### Document segment
**********
Stuart Crawford: No. There would have to be a fairly comprehensive agreement as to what was-

Q2334Chair: There would have to be an agreement. How likely is it to be an agreement reached harmoniously if Trident has just been expelled at a relatively few days’ notice?

Stuart Crawford: The negotiations would be robust.

Q2335Chair: What does "robust" mean?

Stuart Crawford: There would be a great deal of argument over it and a certain amount of hardball playing by both sides.

Q2336Chair: One of the questions we have asked the Scottish Government-we have been promised a response-is whether or not they intend to remove Trident in days or decades. You will, of course, have read our paper.

Stuart Crawford: Absolutely.

Q2337Chair: That choice is there. Until, presumably, the Scottish Government identify whether it is days or decades, lots of these other things or the mood music for the whole dialogue are unclear. Is that fair?

Stuart Crawford: Trident and the independent nuclear deterrent, so-called, are the nub of the whole problem; everything else flows from that. I have said before that, should Scotland vote to become an independent state, there is no guarantee that the current Scottish Government and the political party enjoying that position at the moment would be the political party that governs an independent Scotland. It may be that the Government of an independent Scotland in the fullness of time reverses its position on Trident.

Q2338Chair: You use the phrase "in the fullness of time". Some of these agreements about intelligence and so on would be getting struck immediately after a decision on separation and, therefore, what might happen in the long term does not necessarily help us.

Stuart Crawford: My personal view is that Trident will remain on the Clyde until it is either obsolescent or obsolete, whether or not Scotland is independent.

Chair: That is not a secret, though; that is not one of these things you have sworn not to tell us, is it?

Q2339Lindsay Roy: On what basis do you assert that?

Stuart Crawford: I cannot see any circumstances where it is an easy negotiation. I am conscious that the Scottish National Party has never placed a time frame on the removal of Trident from the Clyde, as far as I am aware. There would be such immense pressure brought by other NATO allies, particularly the USA, on that topic. I defer to other experts like Professor William Walker of St Andrews university, who has also been here, that the demand for the removal of Trident from the Clyde is essentially demanding the unilateral disarmament of the United Kingdom. I do not think the international community would allow that to happen.

Q2340Chair: I suppose this takes us beyond defence and into the realms of politics, but so much of the SNP’s appeal to certain categories of people in Scotland has been on the basis of a unilateral disarmament of Trident as quickly as possible. Surely, the political pressures on the SNP Government to deliver this quickly would be enormous, and we could not count on them reversing their present drive towards unilateralism for the rest of the UK.
**********
### Available records
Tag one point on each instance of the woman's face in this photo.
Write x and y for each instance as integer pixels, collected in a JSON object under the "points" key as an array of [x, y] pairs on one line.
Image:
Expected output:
**********
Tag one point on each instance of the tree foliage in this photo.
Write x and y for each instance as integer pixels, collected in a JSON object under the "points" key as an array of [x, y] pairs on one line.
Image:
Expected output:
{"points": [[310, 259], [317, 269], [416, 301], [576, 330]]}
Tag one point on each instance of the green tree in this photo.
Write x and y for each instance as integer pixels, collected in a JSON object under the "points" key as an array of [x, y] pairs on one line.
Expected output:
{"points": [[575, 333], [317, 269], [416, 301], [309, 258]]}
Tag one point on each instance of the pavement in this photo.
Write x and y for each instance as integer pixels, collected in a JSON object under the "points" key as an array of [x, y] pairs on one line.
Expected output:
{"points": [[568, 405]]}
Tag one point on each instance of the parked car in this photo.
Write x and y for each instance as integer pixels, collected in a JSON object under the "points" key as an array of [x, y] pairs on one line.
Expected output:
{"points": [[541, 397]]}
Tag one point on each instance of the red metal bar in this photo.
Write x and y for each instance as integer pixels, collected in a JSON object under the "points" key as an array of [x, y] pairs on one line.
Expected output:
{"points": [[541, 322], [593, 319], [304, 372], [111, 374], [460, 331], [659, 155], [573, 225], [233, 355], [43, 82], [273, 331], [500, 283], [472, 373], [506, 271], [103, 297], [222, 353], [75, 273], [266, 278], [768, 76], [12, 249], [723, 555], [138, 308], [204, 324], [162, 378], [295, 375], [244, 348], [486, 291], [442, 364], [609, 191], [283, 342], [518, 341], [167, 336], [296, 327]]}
**********
### List of tasks
1. Answer these questions from the Trident transcript, one answer to a line:
(a) What word does Stuart Crawford use to describe the negotiations?
(b) Where does he expect Trident to remain until it is obsolescent or obsolete?
(c) Which expert from St Andrews university does he defer to?
2. Collect every line of the records that contains the string "tree". Case counts.

### Exercise answers
1.
(a) Robust.
(b) On the Clyde.
(c) Professor William Walker.

2.
Tag one point on each instance of the tree foliage in this photo.
Tag one point on each instance of the green tree in this photo.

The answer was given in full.